> **Tujuan Tugas 1**
Ubah baris data mulai dari baris yang memuat "Note: mark the denim" sampai baris data terakhir. Tulis ulang baris-baris itu dengan mengganti "mark" menjadi "locate" tanpa mengubah bagian lainnya.

> **Teks Pilihan**
==============================

Kemanjuran cara ini didukung oleh suatu percobaan dengan lipas. Beberapa ekor lipas diletakkan di atas nampan yang sebagian dialiri listrik; dengan kejutan listrik serangga itu dibiasakan untuk menghindari salah satu sudut nampan. Selanjutnya sebagian lipas diletakkan di tempat yang gelap dan lembab, yang rupanya merupakan surga bagi lipas. Di situ lipas-lipas itu menjadi seperti pingsan. Sementara itu, lipas-lipas lainnya ditaruh di tempat panas yang banyak sinarnya dan menjadi sangat aktif. Beberapa waktu kemudian semua lipas dikembalikan dalam nampan semula. Kelompok yang tidak banyak bergerak tadi tetap teringat untuk menghindari sudut yang beraliran listrik. Tetapi kelompok yang sangat aktif telah melupakan apa yang dipelajari sebelumnya dan berlari-lari tanpa tujuan sehingga berkali-kali terkena kejutan listrik. Selain memperlihatkan kekayaan rekacipta para ahli psikologi dalam mengadakan percobaan, perilaku lipas tersebut memperkuat pendapat bahwa istirahat sesudah tugas belajar dapat meningkatkan daya simpan ingatan.

==============================

> **Baris Data**

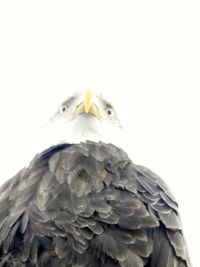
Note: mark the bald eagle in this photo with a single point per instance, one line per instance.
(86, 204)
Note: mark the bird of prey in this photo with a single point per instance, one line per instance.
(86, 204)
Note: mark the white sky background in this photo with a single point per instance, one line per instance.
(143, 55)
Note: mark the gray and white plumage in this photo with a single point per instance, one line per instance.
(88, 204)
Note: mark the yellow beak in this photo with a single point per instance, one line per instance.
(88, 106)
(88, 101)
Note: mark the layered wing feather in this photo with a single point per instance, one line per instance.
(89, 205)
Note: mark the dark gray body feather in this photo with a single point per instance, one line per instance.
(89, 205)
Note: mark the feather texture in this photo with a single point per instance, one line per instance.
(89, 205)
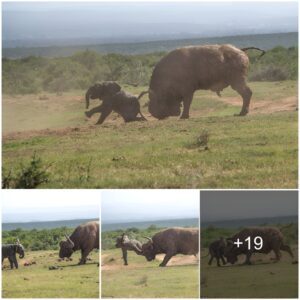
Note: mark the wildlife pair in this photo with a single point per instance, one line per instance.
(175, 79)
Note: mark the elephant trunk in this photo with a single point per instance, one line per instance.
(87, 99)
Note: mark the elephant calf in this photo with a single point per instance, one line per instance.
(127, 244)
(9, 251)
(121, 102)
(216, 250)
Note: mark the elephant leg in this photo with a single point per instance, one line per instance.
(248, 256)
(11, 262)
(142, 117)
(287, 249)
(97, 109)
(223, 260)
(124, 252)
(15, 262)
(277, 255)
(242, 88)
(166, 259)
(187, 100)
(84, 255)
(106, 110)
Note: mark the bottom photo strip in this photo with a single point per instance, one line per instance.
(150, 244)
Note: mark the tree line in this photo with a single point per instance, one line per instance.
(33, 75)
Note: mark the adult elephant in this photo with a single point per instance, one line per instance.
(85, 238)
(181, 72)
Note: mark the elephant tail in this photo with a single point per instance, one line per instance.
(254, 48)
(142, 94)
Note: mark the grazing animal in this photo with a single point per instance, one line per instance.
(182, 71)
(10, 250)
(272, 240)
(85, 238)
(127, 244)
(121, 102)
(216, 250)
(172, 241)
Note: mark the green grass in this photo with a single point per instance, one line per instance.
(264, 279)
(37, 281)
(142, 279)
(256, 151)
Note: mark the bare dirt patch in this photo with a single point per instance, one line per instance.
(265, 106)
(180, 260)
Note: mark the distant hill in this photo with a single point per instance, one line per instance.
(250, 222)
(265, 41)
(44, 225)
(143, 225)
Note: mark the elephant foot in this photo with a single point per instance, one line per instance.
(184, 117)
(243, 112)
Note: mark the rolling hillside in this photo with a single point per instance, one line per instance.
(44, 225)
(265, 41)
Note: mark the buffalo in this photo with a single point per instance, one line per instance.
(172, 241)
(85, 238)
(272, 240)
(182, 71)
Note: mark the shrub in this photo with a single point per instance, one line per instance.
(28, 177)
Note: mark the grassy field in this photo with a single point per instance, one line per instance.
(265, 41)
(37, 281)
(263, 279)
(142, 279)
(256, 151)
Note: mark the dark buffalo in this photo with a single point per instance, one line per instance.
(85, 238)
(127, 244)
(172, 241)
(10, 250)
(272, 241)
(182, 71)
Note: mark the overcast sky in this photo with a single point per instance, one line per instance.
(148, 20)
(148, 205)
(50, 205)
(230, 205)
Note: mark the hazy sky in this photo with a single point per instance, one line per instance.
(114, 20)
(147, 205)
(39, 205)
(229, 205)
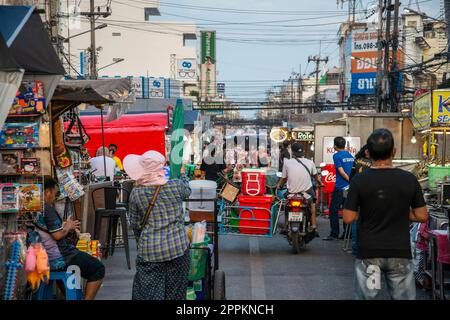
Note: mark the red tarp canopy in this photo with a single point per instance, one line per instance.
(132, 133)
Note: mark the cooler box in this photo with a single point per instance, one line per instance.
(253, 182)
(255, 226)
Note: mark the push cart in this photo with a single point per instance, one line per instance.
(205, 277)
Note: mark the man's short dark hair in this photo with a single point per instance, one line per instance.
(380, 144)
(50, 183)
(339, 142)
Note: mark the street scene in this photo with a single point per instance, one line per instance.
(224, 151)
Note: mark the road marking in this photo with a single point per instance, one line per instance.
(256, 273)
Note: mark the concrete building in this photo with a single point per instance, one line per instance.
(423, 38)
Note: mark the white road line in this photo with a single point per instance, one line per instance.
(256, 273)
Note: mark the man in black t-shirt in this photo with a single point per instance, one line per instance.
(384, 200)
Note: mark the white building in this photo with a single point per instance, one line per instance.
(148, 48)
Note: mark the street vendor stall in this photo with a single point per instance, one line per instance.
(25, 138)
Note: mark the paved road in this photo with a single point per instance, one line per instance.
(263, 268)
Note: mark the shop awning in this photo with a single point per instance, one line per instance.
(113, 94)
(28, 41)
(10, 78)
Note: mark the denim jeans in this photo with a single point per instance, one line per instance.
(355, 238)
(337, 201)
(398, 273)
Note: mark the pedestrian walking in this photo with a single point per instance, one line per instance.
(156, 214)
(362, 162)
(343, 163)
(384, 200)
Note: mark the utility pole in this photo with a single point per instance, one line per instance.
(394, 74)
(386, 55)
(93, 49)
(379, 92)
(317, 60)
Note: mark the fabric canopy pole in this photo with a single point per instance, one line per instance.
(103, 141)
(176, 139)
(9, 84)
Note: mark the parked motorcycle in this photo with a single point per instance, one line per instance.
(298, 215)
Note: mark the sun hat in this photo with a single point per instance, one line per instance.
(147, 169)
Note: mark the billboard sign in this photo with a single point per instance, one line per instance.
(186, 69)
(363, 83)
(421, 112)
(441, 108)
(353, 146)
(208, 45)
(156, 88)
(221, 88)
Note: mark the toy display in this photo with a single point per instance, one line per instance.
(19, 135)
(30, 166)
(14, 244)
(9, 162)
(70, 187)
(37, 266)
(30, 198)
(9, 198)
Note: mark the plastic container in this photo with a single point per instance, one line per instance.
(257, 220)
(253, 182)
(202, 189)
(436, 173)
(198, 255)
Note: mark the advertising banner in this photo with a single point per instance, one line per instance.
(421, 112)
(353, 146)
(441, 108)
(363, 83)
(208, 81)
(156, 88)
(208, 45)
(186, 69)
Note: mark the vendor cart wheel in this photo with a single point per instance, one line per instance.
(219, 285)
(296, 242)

==============================

> **Tujuan Tugas 2**
Jawablah pertanyaan berikut berdasarkan teks pilihan tentang percobaan dengan lipas.
(a) Di tempat seperti apa lipas yang kemudian menjadi seperti pingsan diletakkan?
(b) Apa yang dilakukan kelompok lipas yang sangat aktif setelah dikembalikan ke nampan semula?
(c) Pendapat apa yang diperkuat oleh perilaku lipas tersebut?

> **Jawaban 1**
Note: locate the denim jeans in this photo with a single point per instance, one line per instance.
(355, 238)
(337, 201)
(398, 273)
Note: locate the pedestrian walking in this photo with a single point per instance, one line per instance.
(156, 214)
(362, 162)
(343, 163)
(384, 200)
Note: locate the utility pole in this photo with a single point per instance, one line per instance.
(394, 74)
(386, 55)
(93, 49)
(379, 92)
(317, 60)
Note: locate the fabric canopy pole in this photo with a single point per instance, one line per instance.
(103, 141)
(176, 139)
(9, 84)
Note: locate the parked motorcycle in this photo with a single point per instance, one line per instance.
(298, 215)
Note: locate the sun hat in this photo with a single point per instance, one line per instance.
(147, 169)
Note: locate the billboard sign in this photo with a single point per instance, one line per instance.
(186, 69)
(363, 83)
(421, 112)
(441, 108)
(353, 146)
(208, 45)
(156, 88)
(221, 88)
Note: locate the toy display in this photo with a single point per instance, one line per instance.
(19, 135)
(30, 166)
(14, 244)
(9, 162)
(70, 187)
(37, 266)
(30, 198)
(9, 198)
Note: locate the plastic container in this photo with a single point per instance, one line per instance.
(257, 220)
(253, 182)
(202, 189)
(436, 173)
(198, 255)
Note: locate the advertising banner in this photo with a single point per instance, one line per instance.
(421, 112)
(353, 146)
(441, 108)
(363, 83)
(208, 81)
(156, 88)
(208, 45)
(186, 69)
Note: locate the vendor cart wheel in this photo with a single point per instance, one line per instance.
(219, 285)
(296, 242)

> **Jawaban 2**
(a) Lipas itu diletakkan di tempat yang gelap dan lembab.
(b) Kelompok itu telah melupakan apa yang dipelajari sebelumnya dan berlari-lari tanpa tujuan, sehingga berkali-kali terkena kejutan listrik.
(c) Perilaku itu memperkuat pendapat bahwa istirahat sesudah tugas belajar dapat meningkatkan daya simpan ingatan.